== WHAT THIS TASK INVOLVES ==
Beginning with the line where "A single point marks each instance of the yellow" appears, restate the lines word for word through the last one in the listing.
####
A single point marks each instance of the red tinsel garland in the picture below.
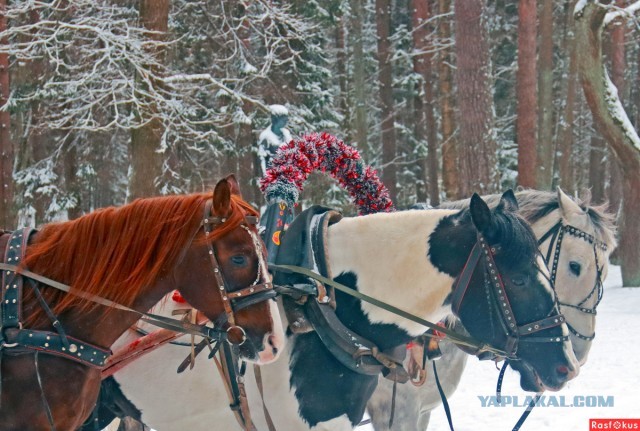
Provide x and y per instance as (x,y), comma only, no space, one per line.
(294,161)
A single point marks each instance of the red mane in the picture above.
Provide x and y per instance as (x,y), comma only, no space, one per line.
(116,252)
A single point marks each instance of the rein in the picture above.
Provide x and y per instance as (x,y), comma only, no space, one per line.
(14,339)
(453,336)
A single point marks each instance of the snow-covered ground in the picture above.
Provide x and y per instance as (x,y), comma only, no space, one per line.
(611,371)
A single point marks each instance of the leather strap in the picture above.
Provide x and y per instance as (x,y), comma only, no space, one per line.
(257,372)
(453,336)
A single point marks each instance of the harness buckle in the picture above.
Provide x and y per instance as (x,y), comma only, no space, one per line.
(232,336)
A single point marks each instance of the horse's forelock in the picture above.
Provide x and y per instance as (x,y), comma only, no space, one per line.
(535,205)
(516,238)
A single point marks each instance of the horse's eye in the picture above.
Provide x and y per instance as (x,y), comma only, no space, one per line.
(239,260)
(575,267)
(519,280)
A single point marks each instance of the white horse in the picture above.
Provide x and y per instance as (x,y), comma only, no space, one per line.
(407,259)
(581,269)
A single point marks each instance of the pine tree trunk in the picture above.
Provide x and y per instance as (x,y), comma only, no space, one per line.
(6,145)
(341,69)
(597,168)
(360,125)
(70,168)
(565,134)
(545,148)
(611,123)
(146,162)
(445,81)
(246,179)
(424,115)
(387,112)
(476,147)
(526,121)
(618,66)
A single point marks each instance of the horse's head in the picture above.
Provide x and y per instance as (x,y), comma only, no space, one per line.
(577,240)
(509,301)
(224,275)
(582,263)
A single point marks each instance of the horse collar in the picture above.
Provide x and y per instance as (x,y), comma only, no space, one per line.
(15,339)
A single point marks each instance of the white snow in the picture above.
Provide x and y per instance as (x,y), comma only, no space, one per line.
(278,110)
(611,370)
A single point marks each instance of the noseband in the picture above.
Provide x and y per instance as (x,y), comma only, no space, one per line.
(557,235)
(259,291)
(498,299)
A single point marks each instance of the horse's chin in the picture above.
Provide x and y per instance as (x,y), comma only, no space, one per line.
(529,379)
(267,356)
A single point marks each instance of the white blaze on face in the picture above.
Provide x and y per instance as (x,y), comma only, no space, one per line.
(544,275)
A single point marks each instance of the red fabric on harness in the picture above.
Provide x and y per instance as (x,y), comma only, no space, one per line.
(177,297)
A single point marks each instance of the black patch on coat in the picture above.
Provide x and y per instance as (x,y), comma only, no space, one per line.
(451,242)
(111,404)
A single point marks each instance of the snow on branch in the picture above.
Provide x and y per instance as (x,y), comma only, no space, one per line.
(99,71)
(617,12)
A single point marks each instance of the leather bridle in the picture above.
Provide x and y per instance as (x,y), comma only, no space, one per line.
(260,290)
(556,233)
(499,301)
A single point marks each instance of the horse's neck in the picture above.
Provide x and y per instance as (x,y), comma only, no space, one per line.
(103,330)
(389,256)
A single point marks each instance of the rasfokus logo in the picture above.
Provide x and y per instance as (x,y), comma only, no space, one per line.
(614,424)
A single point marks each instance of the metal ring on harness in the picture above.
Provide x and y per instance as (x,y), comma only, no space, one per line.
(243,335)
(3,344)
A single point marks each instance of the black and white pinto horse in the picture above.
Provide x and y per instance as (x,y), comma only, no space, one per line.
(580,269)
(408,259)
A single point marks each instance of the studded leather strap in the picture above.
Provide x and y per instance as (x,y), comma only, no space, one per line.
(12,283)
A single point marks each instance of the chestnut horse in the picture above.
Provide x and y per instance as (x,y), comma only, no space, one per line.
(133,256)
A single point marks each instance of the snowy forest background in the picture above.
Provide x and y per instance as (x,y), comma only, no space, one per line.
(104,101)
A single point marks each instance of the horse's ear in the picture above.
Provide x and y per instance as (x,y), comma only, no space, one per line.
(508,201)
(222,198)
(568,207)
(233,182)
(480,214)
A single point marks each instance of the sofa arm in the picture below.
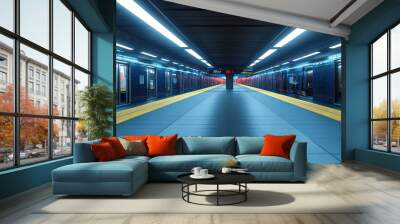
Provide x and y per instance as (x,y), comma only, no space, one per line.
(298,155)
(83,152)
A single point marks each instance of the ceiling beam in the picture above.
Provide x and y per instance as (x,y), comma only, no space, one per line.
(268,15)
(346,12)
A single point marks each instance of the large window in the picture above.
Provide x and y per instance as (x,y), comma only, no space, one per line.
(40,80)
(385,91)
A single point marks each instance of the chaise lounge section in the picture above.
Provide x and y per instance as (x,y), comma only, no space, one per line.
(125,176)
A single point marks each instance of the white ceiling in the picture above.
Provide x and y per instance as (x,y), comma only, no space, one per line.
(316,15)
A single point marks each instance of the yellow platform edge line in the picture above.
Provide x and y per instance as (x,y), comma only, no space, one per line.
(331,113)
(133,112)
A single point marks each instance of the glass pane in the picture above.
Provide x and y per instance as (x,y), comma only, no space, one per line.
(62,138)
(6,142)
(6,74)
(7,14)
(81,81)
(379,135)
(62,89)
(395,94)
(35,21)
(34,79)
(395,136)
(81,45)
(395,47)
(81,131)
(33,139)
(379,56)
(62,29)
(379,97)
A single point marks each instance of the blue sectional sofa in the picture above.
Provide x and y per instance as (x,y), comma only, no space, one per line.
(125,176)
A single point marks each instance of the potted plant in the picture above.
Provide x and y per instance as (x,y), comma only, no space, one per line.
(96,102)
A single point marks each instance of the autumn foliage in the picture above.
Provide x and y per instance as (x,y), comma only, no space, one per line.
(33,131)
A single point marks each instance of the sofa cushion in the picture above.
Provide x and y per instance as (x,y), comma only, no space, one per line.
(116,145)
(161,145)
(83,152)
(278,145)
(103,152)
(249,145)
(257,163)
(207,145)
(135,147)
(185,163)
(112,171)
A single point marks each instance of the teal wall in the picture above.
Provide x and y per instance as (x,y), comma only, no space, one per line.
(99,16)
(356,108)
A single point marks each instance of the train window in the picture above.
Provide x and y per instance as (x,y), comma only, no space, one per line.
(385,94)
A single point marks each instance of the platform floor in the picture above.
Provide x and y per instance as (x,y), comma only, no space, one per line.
####
== WRITTEN ANSWER ==
A single point marks each instance of the yellow platform edge line in the picture above.
Provide x and y per instance as (x,y), comma only, no space, one per line.
(331,113)
(133,112)
A single point marks each instance of the glass pane in the picture above.
Provide x and y per instance as (x,y), comma only, no space, one per line.
(62,138)
(6,142)
(6,74)
(7,14)
(81,81)
(379,135)
(62,89)
(395,94)
(35,21)
(34,79)
(395,136)
(81,45)
(395,47)
(81,131)
(33,139)
(379,56)
(62,29)
(379,97)
A single point marks each instance of the blue sectional sofa in the picture above.
Provide x and y per instance as (x,y), comma only, no space, one per line.
(125,176)
A single point marks each instance of the potted plant in the picture above.
Provide x and y per instance as (x,y), comma only, no space, one per line.
(96,102)
A single point marks each instance of the autumn foliage in the picture above.
Provide x and y per instance as (x,y), comma only, no space, one per line.
(33,131)
A single point marks each instance of the sofa cushion in the picture above.
Provide x and y per instance as (x,y), comma only, no space, one per line.
(116,145)
(161,145)
(83,152)
(278,145)
(103,152)
(249,145)
(257,163)
(207,145)
(135,147)
(185,163)
(112,171)
A single point marks each instance of the teal wall in the picture above.
Provide x and y per instance as (x,y), comma only, no space, one per line.
(99,16)
(356,108)
A single point marks each instance of the train window in the picture above.
Provide x and y per instance as (x,y), comma only, no space, one per line.
(385,94)
A single point marks each instance of the platform floor in the picture above.
Provide x and y per instance as (x,y), comma only, no space, one per line.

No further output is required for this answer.